### Work to complete
Check every line of the data below for the word "green". Copy the ones that have it.

(Collected data entries)

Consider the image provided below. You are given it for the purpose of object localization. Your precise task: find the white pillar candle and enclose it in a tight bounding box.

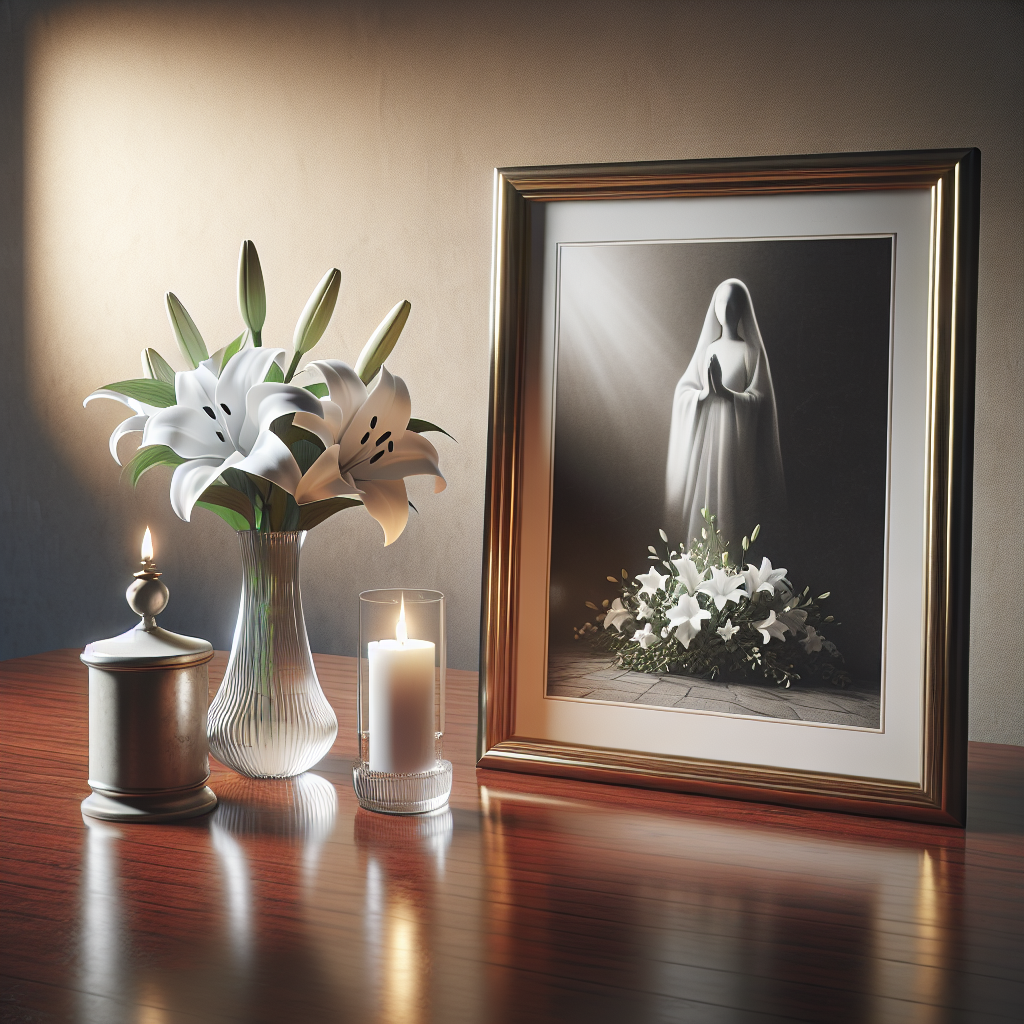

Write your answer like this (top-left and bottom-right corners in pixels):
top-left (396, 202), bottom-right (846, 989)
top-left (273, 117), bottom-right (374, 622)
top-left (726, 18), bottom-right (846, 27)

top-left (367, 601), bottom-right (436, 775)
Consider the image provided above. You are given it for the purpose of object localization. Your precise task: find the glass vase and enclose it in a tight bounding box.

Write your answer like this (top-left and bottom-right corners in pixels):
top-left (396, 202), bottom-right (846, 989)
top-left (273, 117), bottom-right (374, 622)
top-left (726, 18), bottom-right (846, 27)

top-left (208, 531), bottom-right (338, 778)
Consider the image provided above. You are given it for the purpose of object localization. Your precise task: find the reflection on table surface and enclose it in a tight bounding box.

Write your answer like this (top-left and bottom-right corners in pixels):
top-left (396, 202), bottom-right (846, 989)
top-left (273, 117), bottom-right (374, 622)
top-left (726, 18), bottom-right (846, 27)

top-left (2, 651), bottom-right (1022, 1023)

---

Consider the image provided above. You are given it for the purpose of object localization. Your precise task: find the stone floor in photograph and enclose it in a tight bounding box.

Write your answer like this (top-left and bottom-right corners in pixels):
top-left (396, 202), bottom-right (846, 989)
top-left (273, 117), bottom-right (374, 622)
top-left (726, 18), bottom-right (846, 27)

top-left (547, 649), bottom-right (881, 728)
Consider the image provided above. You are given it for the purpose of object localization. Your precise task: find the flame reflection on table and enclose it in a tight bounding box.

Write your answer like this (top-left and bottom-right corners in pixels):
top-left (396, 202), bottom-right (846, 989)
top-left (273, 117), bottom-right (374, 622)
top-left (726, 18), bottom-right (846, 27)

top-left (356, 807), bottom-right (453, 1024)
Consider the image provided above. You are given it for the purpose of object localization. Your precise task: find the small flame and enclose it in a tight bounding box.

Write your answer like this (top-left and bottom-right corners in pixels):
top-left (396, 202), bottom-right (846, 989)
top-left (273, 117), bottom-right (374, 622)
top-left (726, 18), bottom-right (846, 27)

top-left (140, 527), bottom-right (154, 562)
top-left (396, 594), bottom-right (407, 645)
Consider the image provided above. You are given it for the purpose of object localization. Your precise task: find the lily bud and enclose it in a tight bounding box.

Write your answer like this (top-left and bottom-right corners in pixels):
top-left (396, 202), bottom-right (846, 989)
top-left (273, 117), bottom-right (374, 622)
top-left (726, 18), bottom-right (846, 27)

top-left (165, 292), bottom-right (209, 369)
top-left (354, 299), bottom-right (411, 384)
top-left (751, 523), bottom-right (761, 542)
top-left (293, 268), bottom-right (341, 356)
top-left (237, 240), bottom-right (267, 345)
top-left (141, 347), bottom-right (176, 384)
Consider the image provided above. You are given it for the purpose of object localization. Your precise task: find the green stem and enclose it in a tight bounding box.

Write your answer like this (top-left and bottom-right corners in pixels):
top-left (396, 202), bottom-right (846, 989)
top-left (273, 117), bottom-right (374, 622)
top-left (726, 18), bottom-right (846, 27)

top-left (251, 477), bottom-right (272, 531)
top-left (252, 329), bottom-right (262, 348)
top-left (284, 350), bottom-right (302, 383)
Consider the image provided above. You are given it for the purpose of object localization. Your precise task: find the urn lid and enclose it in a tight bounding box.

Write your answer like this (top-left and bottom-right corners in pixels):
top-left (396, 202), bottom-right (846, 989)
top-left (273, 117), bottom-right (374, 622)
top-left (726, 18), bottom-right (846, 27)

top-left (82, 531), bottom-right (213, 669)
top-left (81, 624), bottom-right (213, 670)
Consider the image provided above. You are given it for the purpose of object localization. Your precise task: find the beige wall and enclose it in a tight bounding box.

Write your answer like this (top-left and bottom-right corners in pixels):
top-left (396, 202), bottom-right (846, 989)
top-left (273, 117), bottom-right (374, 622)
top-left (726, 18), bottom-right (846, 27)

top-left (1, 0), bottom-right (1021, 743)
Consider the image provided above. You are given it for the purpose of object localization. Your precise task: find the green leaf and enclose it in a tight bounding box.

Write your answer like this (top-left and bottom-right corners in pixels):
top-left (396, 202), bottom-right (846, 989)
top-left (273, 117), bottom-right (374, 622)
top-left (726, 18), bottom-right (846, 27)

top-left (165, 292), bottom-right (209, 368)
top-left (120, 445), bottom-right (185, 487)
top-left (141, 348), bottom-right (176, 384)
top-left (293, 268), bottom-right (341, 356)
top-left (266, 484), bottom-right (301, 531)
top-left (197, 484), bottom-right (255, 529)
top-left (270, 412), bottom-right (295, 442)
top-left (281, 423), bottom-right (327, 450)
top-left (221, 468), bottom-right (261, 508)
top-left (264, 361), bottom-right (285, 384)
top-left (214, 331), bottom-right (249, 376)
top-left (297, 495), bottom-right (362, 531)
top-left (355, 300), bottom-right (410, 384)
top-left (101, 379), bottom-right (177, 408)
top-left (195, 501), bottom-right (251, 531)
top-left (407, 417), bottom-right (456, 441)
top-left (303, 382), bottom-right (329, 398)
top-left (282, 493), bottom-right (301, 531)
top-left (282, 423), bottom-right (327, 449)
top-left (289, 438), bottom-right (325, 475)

### Task solution
Consider the image provided above. You are given it for the purpose of object localization. Your precise task: find the green stem and enclose it in a tight bounding box.
Consider the image provided above. You are given it for the purpose of object localization. Your precise task: find the green leaf and enclose it in a tight bounding box.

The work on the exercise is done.